[INPUT FOR THIS TASK]
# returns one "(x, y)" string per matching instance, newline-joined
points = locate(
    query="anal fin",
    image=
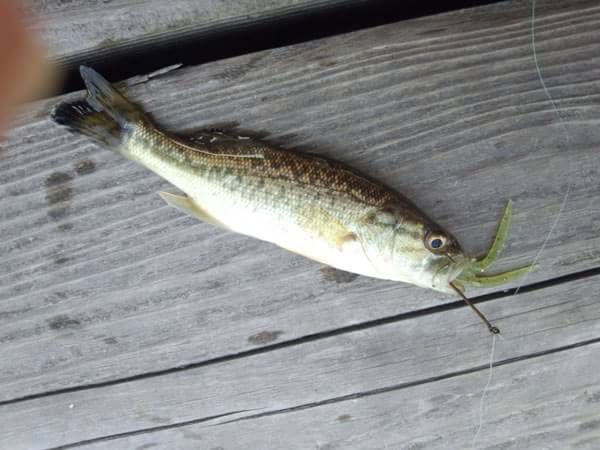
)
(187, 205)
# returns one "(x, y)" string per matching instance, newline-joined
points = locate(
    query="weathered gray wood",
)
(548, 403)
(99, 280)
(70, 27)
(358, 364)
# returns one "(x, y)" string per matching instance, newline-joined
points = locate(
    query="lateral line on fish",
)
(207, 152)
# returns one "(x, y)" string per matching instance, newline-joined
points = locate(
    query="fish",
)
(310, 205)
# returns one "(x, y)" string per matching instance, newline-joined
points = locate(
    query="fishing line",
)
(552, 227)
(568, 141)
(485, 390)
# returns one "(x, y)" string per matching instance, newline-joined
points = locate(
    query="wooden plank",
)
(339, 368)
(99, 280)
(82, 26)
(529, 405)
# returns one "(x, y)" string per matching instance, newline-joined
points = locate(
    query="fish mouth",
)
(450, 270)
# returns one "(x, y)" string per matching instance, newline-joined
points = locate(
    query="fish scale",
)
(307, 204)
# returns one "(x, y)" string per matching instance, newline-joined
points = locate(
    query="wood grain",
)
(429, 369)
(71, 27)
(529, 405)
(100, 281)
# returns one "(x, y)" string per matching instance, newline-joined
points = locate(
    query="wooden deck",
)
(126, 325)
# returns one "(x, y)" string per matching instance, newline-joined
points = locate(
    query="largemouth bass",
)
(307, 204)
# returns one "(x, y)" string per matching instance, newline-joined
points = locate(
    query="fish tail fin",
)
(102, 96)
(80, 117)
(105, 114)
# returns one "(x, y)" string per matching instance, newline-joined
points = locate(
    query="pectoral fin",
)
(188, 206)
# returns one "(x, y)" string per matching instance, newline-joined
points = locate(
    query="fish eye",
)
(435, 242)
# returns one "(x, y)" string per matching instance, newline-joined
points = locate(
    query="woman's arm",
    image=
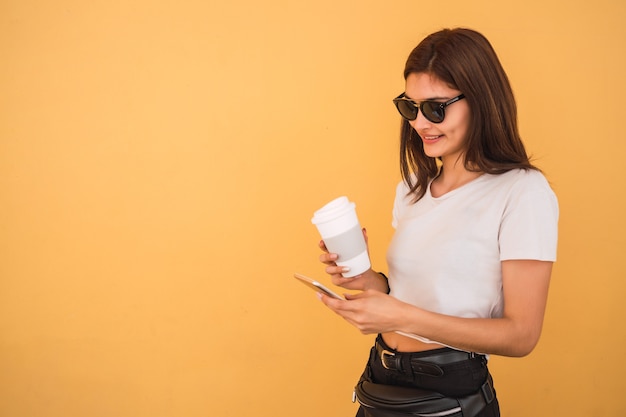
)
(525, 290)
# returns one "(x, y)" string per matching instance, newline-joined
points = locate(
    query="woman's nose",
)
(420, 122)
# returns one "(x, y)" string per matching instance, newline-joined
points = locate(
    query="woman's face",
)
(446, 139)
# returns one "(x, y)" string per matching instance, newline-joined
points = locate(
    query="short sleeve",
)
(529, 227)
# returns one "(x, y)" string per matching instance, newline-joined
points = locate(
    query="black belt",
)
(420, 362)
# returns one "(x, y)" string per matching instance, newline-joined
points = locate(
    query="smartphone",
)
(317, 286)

[PROBLEM DETAILS]
Repeat the entries exactly. Pictures are excluded from the copy.

[TASK SOLUTION]
# returns one "(x, y)" string per matching instance, newline-joined
points = locate(
    query="anal fin",
    image=
)
(187, 205)
# returns one "(x, y)" string per matching instance, newline-joined
points = locate(
    query="weathered gray wood",
)
(548, 403)
(99, 280)
(70, 27)
(358, 364)
# returns one "(x, y)" string per matching instance, newline-joined
points = locate(
    query="lateral line on fish",
)
(207, 152)
# returns one "(x, y)" string per matching instance, newline-joined
points = locate(
    query="fish",
)
(310, 205)
# returns one "(x, y)" string per matching instance, newline-joined
points = locate(
    query="fishing line",
)
(552, 227)
(568, 141)
(485, 390)
# returns one "(x, y)" string per matching instance, newline-joined
points = locate(
    query="wooden plank",
)
(339, 368)
(99, 280)
(82, 26)
(529, 405)
# returns one "(x, y)" string per matching instance, newline-joined
points = locate(
    query="fish mouth",
)
(450, 270)
# returns one "(x, y)" string per matching instance, newline-joined
points = locate(
    query="fish scale",
)
(307, 204)
# returns one "(x, y)" string per matching instance, newline-joined
points = locate(
    query="wood grain",
)
(429, 369)
(71, 27)
(529, 405)
(100, 281)
# returns one "(x, y)" string per matching instance, newline-joined
points = locate(
    query="wooden deck",
)
(126, 325)
# returns one "(x, y)" string per matching instance, newline-joined
points = locate(
    query="largemouth bass",
)
(307, 204)
# returns one "(x, y)" string per matching instance, newline-joined
points = locate(
    query="fish tail fin",
)
(102, 96)
(80, 117)
(105, 114)
# returns one "(x, y)" string per matching instance, newline-joined
points = locate(
    query="pectoral fin",
)
(188, 206)
# returns one "(x, y)" string per matching instance, newline-joined
points = locate(
    query="fish eye",
)
(435, 242)
# returns one "(x, y)" string per matching instance, newline-joined
points = locate(
    query="woman's arm",
    image=
)
(525, 290)
# returns one "(x, y)" string per matching instance, newline-joined
points = locate(
    query="woman's nose",
)
(420, 122)
# returns one "(x, y)" string per matching instance, newline-joined
points = locate(
    query="woman's face",
)
(446, 139)
# returns one "(x, y)" string per matching instance, newline-joined
points = locate(
    query="short sleeve",
)
(529, 227)
# returns one "(x, y)" string per matching instance, newline-joined
points = locate(
    query="black belt",
)
(420, 362)
# returns one "(x, y)" string per matching instance, newline-joined
points = locate(
    query="smartphone",
)
(317, 286)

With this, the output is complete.